BRONFRAGMENT:
──────────────────────────────

Loof en wortels worden machinaal van de bol verwijderd.

Annemieke van Roekel

Biologische teelt

Een van de acht telers probeert nog een stap verder te gaan met biologische teelt, waarin helemaal geen kunstmest en chemicaliën zijn toegestaan. Het is een goede zaak als er meer biologische telers komen, vindt Tamis. “Zo garanderen we de afzet naar de klanten toe en bieden we meer continuïteit. Als een teler door omstandigheden niet kan leveren, neemt een ander het over.”

Biologische bollenteler John Huiberts bij de oogst van 2015.

Annemieke van Roekel

We brengen een bezoek aan John Huiberts, een bollenteler uit Sint Maartensbrug die zich volledig heeft toegelegd op een omschakeling naar de biologische teelt van bollen van onder meer tulpen, narcissen en krokussen. Huiberts staat bij een sorteermachine waar een aantal scholieren de eerste tulpenbollen sorteren die zojuist van het land kwamen. Hij worstelt met het probleem van onkruid, waar hij als biologische teler geen enkel chemisch middel voor mag inzetten. Zijn voornemen is de bollen te planten onder de groeilaag van de groenbemesters, waarvoor speciale machines bestaan die de bovenste bodemlaag optillen.

──────────────────────────────

OPDRACHT 1: Vertaal de volgende zin uit het bronfragment naar het Engels: "Hij worstelt met het probleem van onkruid, waar hij als biologische teler geen enkel chemisch middel voor mag inzetten."
OPDRACHT 2: Herschrijf het bronfragment vanaf "Loof en wortels" tot en met "oogst van 2015.", waarbij je "kunstmest" vervangt door "synthetische mest".

DE GEGEVENS:
──────────────────────────────

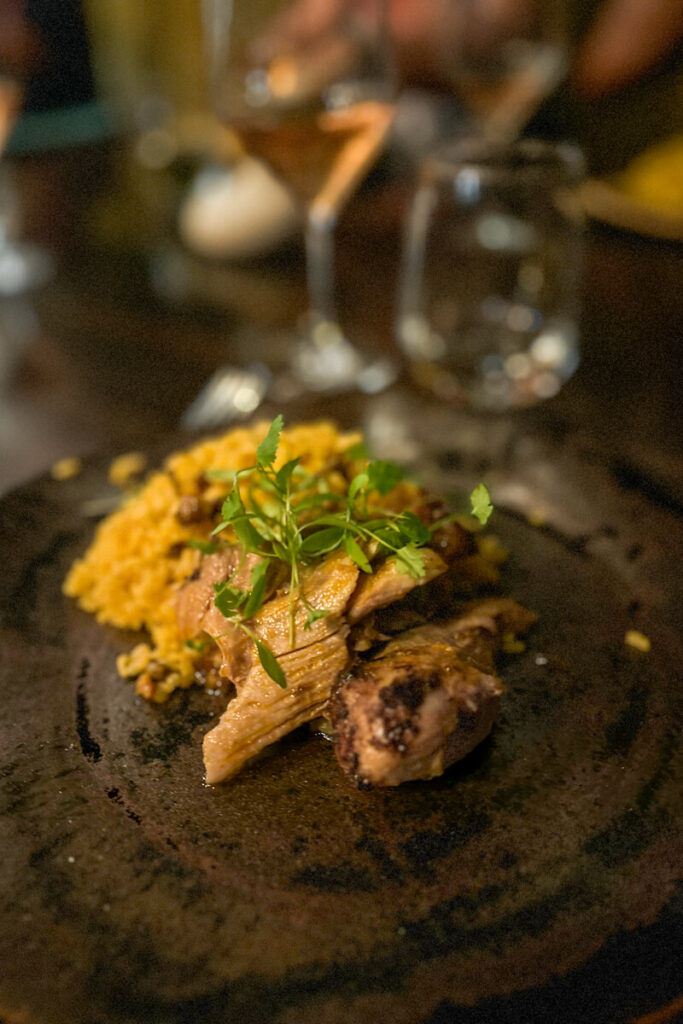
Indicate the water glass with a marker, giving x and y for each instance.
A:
(491, 279)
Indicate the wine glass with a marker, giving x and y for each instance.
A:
(308, 87)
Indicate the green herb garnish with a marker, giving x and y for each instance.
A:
(289, 515)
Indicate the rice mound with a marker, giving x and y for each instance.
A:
(139, 557)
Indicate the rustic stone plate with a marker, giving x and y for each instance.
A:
(535, 882)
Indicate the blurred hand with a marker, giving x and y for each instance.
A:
(627, 39)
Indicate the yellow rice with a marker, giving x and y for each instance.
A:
(130, 574)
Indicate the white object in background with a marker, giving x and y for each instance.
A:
(237, 212)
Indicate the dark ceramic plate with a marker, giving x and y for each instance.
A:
(535, 882)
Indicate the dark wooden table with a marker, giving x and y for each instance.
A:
(110, 352)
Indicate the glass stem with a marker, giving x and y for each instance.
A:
(319, 243)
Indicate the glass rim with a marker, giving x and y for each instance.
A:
(524, 157)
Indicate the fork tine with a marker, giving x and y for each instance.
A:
(230, 393)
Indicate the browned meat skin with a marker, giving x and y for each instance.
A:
(262, 713)
(426, 700)
(196, 611)
(388, 584)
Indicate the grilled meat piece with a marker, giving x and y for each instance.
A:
(426, 699)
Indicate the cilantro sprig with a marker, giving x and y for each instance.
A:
(288, 515)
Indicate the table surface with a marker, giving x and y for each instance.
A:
(105, 356)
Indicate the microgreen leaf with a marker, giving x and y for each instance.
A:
(383, 476)
(414, 528)
(356, 554)
(313, 615)
(409, 559)
(357, 452)
(284, 474)
(197, 645)
(270, 664)
(232, 506)
(265, 453)
(481, 506)
(289, 514)
(228, 599)
(250, 539)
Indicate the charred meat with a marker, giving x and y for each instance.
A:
(426, 699)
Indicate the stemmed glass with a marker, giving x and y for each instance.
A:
(308, 86)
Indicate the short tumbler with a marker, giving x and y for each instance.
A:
(491, 279)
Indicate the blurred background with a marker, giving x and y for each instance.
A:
(117, 139)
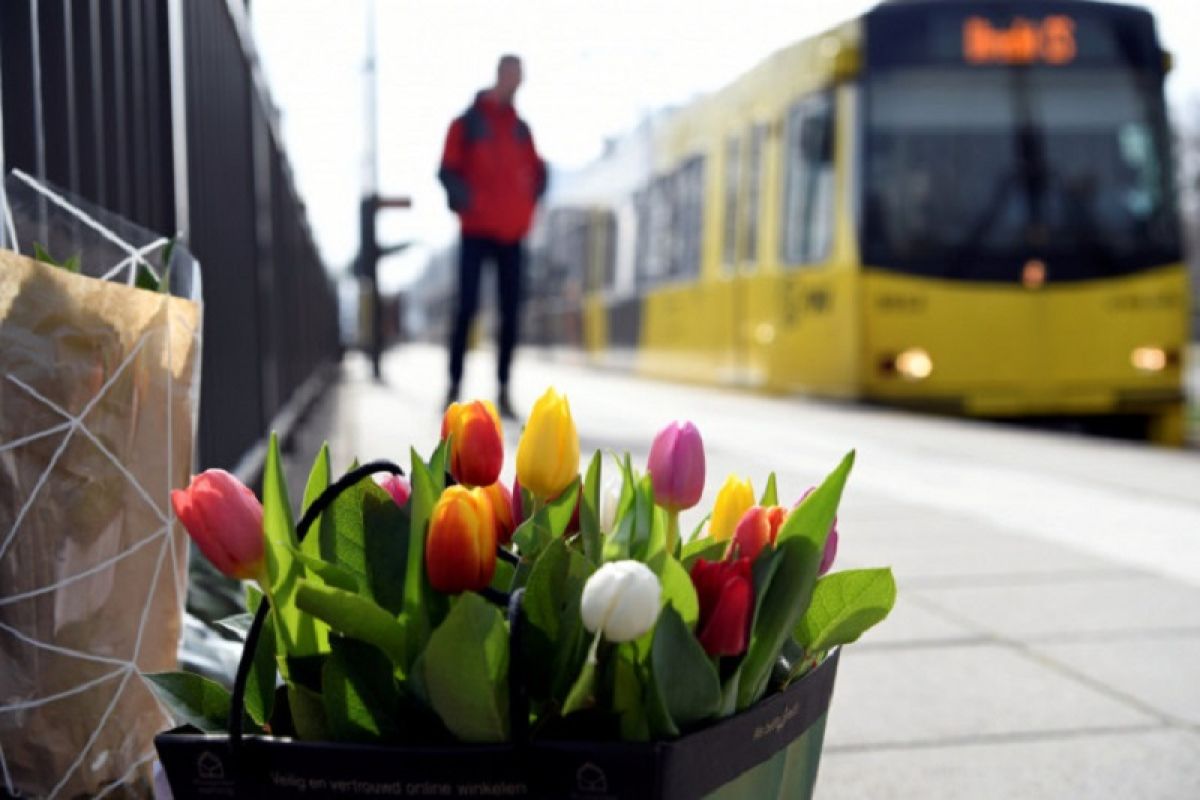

──────────────────────────────

OPLOSSING 1: He struggles with the problem of weeds, for which, as an organic grower, he is not allowed to use any chemical agent at all.

OPLOSSING 2:
Loof en wortels worden machinaal van de bol verwijderd.

Annemieke van Roekel

Biologische teelt

Een van de acht telers probeert nog een stap verder te gaan met biologische teelt, waarin helemaal geen synthetische mest en chemicaliën zijn toegestaan. Het is een goede zaak als er meer biologische telers komen, vindt Tamis. “Zo garanderen we de afzet naar de klanten toe en bieden we meer continuïteit. Als een teler door omstandigheden niet kan leveren, neemt een ander het over.”

Biologische bollenteler John Huiberts bij de oogst van 2015.